### Soal Latihan a
Kutip tanpa perubahan baris-baris daftar di bawah, dimulai dari baris pertama daftar dan berlanjut sampai baris yang memuat "M 668 64 L 567", termasuk baris itu.

### Kutipan Halaman
★ ★ ★ ★ ★ ★ ★
Efek Ekonomi Global, Defisit APBN Juli Melebar ke 1,14 Persen
Kementerian Keuangan mencatat defisit Anggaran Pendapatan dan Belanja Negara (APBN) sebesar Rp183,7 triliun atau 1,4 persen terhadap Produk Domestik Bruto (PDB) per 31 Juli 2019. Posisi defisit anggaran Juli 2019 lebih tinggi dari bulan sebelumnya sebesar Rp135,8 triliun atau 0,84 persen terhadap PDB.
Menteri Keuangan Sri Mulyani Indrawati mengatakan pelebaran defisit terjadi karena realisasi belanja negara meroket. Sementara itu, penerimaan negara tak mampu menyeimbangkan laju belanja karena tekanan gejolak ekonomi global, seperti ketidakpastian ekonomi hingga fluktuasi harga komoditas di pasar internasional.
“Realisasi defisit tidak serendah yang direncanakan karena penerimaan negara lebih lemah dan belanja negara yang sangat kuat. Realisasi semua pos penerimaan memperlihatkan ekonomi kita tertekan gejolak ekonomi global karena ekspor turun dan harga komoditas bergejolak turun,” ujar Sri Mulyani di Kementerian Keuangan, Jakarta, Senin (26/8).
Dari sisi penerimaan, kantong keuangan negara telah terisi sebanyak Rp1.052,8 triliun atau 48,6 persen dari target penerimaan senilai Rp2.165,1 triliun pada akhir tahun. Pos penerimaan negara tumbuh 5,9 persen pada bulan ini atau lebih rendah dari Juli 2018 yang mencapai 16,5 persen.
Penerimaan berasal dari pendapatan negara yang mencapai Rp1.052 triliun dan hibah Rp800 miliar. Pendapatan negara disumbang oleh kantong perpajakan Rp810,7 triliun atau 45,4 persen dari target Rp1.786,4 triliun.
Pos yang selama ini menjadi penopang utama pendapatan negara itu hanya tumbuh 6,1 persen pada bulan lalu. Padahal, pada Juli 2018 mampu tumbuh hingga kisaran 16,2 persen.
“Meski begitu, dengan gejolak ekonomi global saat ini, penerimaan perpajakan masih cukup baik,” katanya.
★ ★ ★ ★ ★ ★ ★
### Bahan yang Diberikan
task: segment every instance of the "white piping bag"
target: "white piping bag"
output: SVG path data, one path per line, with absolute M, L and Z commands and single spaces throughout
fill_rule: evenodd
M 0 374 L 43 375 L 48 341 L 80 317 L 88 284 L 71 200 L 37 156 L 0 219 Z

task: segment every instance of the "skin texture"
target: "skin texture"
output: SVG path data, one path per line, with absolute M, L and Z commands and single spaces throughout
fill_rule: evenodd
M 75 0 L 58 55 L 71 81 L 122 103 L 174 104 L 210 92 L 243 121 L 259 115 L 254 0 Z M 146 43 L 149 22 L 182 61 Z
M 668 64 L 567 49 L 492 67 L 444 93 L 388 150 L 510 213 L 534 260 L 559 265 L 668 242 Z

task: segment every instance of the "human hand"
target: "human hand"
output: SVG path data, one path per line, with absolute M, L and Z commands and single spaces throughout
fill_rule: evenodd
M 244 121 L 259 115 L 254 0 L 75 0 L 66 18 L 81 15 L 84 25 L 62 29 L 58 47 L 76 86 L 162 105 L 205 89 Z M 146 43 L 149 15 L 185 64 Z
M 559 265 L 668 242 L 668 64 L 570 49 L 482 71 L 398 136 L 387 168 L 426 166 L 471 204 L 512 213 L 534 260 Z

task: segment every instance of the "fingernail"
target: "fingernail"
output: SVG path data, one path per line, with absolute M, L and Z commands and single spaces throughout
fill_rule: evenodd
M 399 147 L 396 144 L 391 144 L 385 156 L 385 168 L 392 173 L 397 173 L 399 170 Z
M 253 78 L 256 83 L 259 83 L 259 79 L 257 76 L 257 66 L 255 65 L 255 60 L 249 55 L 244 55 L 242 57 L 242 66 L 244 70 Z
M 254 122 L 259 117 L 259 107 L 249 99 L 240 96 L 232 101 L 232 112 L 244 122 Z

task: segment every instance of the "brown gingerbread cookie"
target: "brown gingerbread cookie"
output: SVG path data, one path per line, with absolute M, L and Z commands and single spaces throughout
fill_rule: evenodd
★ ★ ★ ★ ★ ★ ★
### Soal Latihan b
Cetak ulang tanpa perubahan bagian artikel defisit APBN di atas, dimulai dari "Menteri Keuangan Sri" dan berlanjut sampai "di pasar internasional.".

### Jawaban Latihan a
task: segment every instance of the "white piping bag"
target: "white piping bag"
output: SVG path data, one path per line, with absolute M, L and Z commands and single spaces throughout
fill_rule: evenodd
M 0 374 L 43 375 L 48 341 L 80 317 L 88 284 L 71 200 L 37 156 L 0 219 Z

task: segment every instance of the "skin texture"
target: "skin texture"
output: SVG path data, one path per line, with absolute M, L and Z commands and single spaces throughout
fill_rule: evenodd
M 75 0 L 58 55 L 71 81 L 122 103 L 174 104 L 210 92 L 243 121 L 259 115 L 254 0 Z M 146 43 L 149 22 L 182 61 Z
M 668 64 L 567 49 L 492 67 L 444 93 L 388 150 L 510 213 L 534 260 L 559 265 L 668 242 Z

### Jawaban Latihan b
Menteri Keuangan Sri Mulyani Indrawati mengatakan pelebaran defisit terjadi karena realisasi belanja negara meroket. Sementara itu, penerimaan negara tak mampu menyeimbangkan laju belanja karena tekanan gejolak ekonomi global, seperti ketidakpastian ekonomi hingga fluktuasi harga komoditas di pasar internasional.